§ What you need to do
In your copy, reproduce each entry exactly and include no picture.

--

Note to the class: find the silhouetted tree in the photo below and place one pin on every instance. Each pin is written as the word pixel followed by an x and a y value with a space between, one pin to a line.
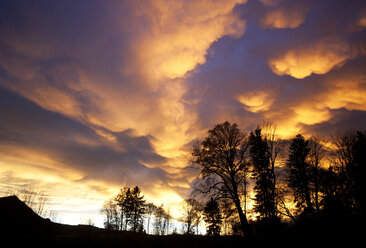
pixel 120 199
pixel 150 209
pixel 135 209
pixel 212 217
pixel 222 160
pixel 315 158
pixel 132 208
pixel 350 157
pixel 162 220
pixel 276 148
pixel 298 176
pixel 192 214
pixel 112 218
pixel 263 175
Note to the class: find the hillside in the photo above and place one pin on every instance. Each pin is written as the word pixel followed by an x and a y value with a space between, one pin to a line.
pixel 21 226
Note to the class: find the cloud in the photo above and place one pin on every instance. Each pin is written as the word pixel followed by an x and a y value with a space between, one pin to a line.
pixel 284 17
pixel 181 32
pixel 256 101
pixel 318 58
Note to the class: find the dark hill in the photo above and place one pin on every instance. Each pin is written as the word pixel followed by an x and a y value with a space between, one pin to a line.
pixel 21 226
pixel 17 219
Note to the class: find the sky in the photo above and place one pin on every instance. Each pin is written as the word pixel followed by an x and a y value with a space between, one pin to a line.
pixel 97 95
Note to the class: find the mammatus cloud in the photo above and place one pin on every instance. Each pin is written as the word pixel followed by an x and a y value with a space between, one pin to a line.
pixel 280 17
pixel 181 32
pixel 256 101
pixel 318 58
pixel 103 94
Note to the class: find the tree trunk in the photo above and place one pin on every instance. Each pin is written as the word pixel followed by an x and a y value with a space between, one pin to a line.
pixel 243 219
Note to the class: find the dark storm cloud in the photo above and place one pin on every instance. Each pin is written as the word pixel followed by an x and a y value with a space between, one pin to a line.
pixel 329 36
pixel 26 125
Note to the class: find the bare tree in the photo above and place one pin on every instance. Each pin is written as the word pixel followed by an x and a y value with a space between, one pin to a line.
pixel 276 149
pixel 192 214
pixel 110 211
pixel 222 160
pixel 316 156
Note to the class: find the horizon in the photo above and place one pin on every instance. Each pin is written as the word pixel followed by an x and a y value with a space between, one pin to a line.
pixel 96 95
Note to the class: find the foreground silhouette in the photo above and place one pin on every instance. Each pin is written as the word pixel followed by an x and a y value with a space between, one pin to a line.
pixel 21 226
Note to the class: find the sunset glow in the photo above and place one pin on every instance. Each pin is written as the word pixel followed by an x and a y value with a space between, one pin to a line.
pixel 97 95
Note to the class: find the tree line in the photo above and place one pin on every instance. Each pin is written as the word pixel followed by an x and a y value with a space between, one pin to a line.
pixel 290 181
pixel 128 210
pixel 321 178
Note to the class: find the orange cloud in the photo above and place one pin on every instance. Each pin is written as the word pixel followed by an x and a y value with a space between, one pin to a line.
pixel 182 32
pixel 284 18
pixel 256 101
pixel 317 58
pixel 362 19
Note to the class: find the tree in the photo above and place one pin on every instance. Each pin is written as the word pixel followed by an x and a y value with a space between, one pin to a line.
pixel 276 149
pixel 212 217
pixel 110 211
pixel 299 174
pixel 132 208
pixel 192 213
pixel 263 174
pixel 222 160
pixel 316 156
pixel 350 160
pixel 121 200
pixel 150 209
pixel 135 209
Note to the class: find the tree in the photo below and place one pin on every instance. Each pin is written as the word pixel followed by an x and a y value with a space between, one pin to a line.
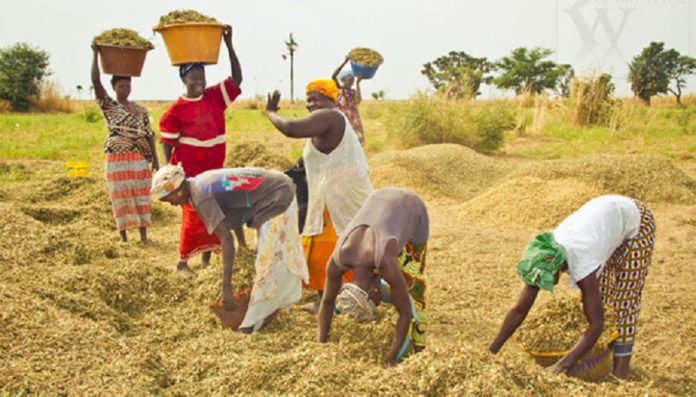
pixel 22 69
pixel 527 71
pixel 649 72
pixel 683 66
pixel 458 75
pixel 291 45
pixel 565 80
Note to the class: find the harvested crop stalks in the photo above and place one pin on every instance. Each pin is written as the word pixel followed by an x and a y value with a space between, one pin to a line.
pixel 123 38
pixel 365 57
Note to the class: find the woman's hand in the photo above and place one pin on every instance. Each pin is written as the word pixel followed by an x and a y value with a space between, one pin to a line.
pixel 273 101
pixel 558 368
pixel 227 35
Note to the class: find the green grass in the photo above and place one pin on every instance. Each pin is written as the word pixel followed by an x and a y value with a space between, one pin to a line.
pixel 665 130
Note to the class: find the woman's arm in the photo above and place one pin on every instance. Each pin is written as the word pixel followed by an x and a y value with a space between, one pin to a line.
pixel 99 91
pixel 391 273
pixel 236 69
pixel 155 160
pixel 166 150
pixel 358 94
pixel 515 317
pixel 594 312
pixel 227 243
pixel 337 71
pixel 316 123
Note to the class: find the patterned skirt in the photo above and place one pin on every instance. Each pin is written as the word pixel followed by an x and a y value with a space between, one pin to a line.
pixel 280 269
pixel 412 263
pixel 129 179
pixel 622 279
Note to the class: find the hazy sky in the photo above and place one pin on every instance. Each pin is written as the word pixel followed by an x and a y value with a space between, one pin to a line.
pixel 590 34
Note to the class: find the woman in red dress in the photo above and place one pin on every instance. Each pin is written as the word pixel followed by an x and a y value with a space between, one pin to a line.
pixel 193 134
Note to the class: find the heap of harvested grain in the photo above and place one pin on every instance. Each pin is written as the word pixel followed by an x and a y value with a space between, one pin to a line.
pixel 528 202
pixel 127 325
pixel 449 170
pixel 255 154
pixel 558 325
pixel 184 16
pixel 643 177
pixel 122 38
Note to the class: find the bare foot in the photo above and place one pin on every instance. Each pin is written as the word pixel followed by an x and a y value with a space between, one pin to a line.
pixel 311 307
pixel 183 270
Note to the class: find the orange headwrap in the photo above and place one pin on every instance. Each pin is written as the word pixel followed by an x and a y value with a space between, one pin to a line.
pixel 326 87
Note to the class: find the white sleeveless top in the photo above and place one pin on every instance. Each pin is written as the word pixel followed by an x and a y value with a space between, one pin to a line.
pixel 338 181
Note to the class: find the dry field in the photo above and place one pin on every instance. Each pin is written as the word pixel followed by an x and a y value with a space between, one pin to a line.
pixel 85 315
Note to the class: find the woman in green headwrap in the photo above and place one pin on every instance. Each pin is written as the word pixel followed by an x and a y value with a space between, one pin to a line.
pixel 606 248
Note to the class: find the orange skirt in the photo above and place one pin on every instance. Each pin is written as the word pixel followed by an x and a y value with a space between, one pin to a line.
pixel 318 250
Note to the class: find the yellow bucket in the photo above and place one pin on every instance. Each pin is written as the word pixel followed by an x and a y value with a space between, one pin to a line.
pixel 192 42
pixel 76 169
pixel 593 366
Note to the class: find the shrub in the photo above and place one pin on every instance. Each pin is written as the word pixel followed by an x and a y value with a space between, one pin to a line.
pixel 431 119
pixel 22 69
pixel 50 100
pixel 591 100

--

§ Exercise solution
Note to the class: find the silhouetted tree in the photo below and place one pin on every instance. Each pin is written as the word pixel followed by an x and a y value with a space between, one pin to a line.
pixel 120 199
pixel 150 209
pixel 135 209
pixel 212 217
pixel 222 160
pixel 315 158
pixel 132 208
pixel 350 157
pixel 162 220
pixel 276 148
pixel 298 176
pixel 192 214
pixel 112 218
pixel 263 175
Note to the class: find the hillside in the photo above and place one pin on every instance. Each pin is written as the word pixel followed by an x and a y value with a space between, one pin to a line.
pixel 21 226
Note to the class: find the cloud in the photo above and place one pin on every instance. Each pin is written as the word pixel followed by an x and a y value with a space between, one pin to a line.
pixel 284 17
pixel 181 32
pixel 256 101
pixel 318 58
Note to the class: find the dark hill in the photo above and place one pin on every instance. Each pin is written as the word pixel followed by an x and a y value with a space between, one pin to a line.
pixel 21 226
pixel 17 219
Note to the class: find the sky in the photo above and place one pin on every instance. Each pin is written as the word pixel followed by an x and a y value with a space between, one pin to a line.
pixel 97 95
Note to the class: find the mammatus cloud in the photo above and place one pin on every instance. Each pin is written as the word pixel followed by an x and a y value with a space between, one pin to a line.
pixel 280 17
pixel 181 32
pixel 256 101
pixel 318 58
pixel 103 94
Note to the class: find the tree trunk in the photo above and place one pin on every instance. Each pin is written as the word pixel followed by an x and a y value with a space between, one pin to a line.
pixel 243 219
Note to the class: find the dark storm cloud in the photo above and place one pin on every instance. Each pin is written as the word pixel followed by an x and a y value with a space between, one pin to a line.
pixel 329 36
pixel 26 125
Note to the class: find the bare tree in the photo above and place one pin on every instance. Each pin is written as the word pixel followed by an x and a y value with a space between, one pin to a line.
pixel 276 149
pixel 192 214
pixel 110 211
pixel 222 160
pixel 316 156
Note to the class: find the horizon in the photo above and place one pin on every instance. Each pin is written as the word pixel followed by an x and a y value with a space between, one pin to a line.
pixel 96 95
Note to the class: find the foreground silhouette in the photo above and place one pin on every instance. Each pin is written as the word pixel followed by an x and a y value with a space between, one pin to a line.
pixel 21 226
Note to the class: find the sunset glow in the photo above and place one pin on every instance. Each pin is written as the word pixel followed by an x and a y value with a space between, one pin to a line.
pixel 97 95
Note to the class: find the tree line in the photo above and place one pin on every instance. Each pin is written as the word pixel followed by an x and a y value with a space between, one pin to a line.
pixel 290 181
pixel 128 210
pixel 321 178
Note to the class: find the orange cloud in the photo above and place one pin on every instance. Each pin is written as the word pixel followed by an x and a y value with a space between, one pin to a line.
pixel 182 32
pixel 284 18
pixel 256 101
pixel 317 58
pixel 362 19
Note to the class: find the tree in the photo above and place one pin on every instance. Each pin is written as the word pixel followed by an x and a y value with a space between, one pin to a line.
pixel 276 149
pixel 212 217
pixel 110 211
pixel 299 174
pixel 132 208
pixel 192 213
pixel 263 174
pixel 222 160
pixel 316 156
pixel 350 160
pixel 121 200
pixel 150 209
pixel 135 209
Note to the class: find the tree in the photo below and place one pin on every instance. Each pin is written as the word pixel followed by an x and a y value with a space between, one pin to a line.
pixel 22 69
pixel 527 71
pixel 649 72
pixel 683 66
pixel 458 75
pixel 291 45
pixel 565 80
Note to the class: find the harvested crop stalks in the photo above and place one pin on every instance. Each pin is written as the word pixel followed by an x and a y value with a space between, one pin to a line.
pixel 123 38
pixel 365 57
Note to the class: find the woman's hand in the photo above and place one pin on every instance. Each pin is written as the word pixel followed by an x and a y value with a space between, one pin to a line.
pixel 273 101
pixel 558 368
pixel 227 35
Note to the class: find the green grass in the photo above and place one pin on every instance. Each pin is written as the word pixel followed by an x and a y value with a space between, one pin to a line.
pixel 665 130
Note to the class: find the woman's arm in the photo above and place one pin on every instance. Each pin is written as the word pixel followed by an x and a y value with a space between, one pin to a line.
pixel 99 91
pixel 391 273
pixel 236 69
pixel 155 160
pixel 166 150
pixel 358 94
pixel 515 317
pixel 594 312
pixel 227 243
pixel 337 71
pixel 316 123
Note to the class: find the patterned skirt in the photo above and place one pin on every instance. Each pin is written as the word pixel followed by an x and a y value with a space between, one pin to a line.
pixel 280 269
pixel 412 263
pixel 129 179
pixel 622 279
Note to the class: find the hazy sky in the photo above and place one pin on every instance. Each pin is written as the word pixel followed by an x and a y value with a space between, one pin to a line.
pixel 590 34
Note to the class: find the woman in red dress in the photo above and place one pin on every instance. Each pin is written as the word pixel followed by an x and a y value with a space between, one pin to a line.
pixel 193 134
Note to the class: find the heap of harvested grain in the photo above and place one pin on every instance. Each pin is written as the word pixel followed by an x and a y value with a space between, one pin to a line.
pixel 528 202
pixel 127 325
pixel 449 170
pixel 255 154
pixel 558 325
pixel 184 16
pixel 643 177
pixel 122 38
Note to the class: find the bare foot in the photo above and place one pin on every instance. Each pin is written as the word pixel followed by an x and a y value with a space between, one pin to a line.
pixel 311 307
pixel 183 270
Note to the class: find the orange headwrap in the photo above and place one pin on every instance. Each pin is written as the word pixel followed by an x and a y value with a space between, one pin to a line.
pixel 326 87
Note to the class: find the white sleeveless top in the photo above and place one pin on every instance. Each pin is written as the word pixel followed by an x and a y value with a space between, one pin to a line.
pixel 338 181
Note to the class: find the dry field in the photo above and place one pin on every instance. Each pin is written as the word pixel followed by an x and a y value with a space between, one pin to a line.
pixel 85 315
Note to the class: find the woman in green headwrap in the photo above and place one pin on every instance. Each pin is written as the word pixel followed by an x and a y value with a space between, one pin to a line.
pixel 606 248
Note to the class: find the orange skirt in the photo above and place one pin on every instance. Each pin is written as the word pixel followed by an x and a y value with a space between, one pin to a line.
pixel 318 250
Note to the class: find the yellow bucket in the photo above and place one pin on every instance. Each pin is written as the word pixel followed by an x and a y value with a space between, one pin to a line.
pixel 192 42
pixel 76 169
pixel 593 366
Note to the class: find the shrub in the photo above and place one pin on every instance. Each pin is written as the word pixel followed by an x and a y value with a space between, one pin to a line.
pixel 431 119
pixel 22 69
pixel 50 100
pixel 591 100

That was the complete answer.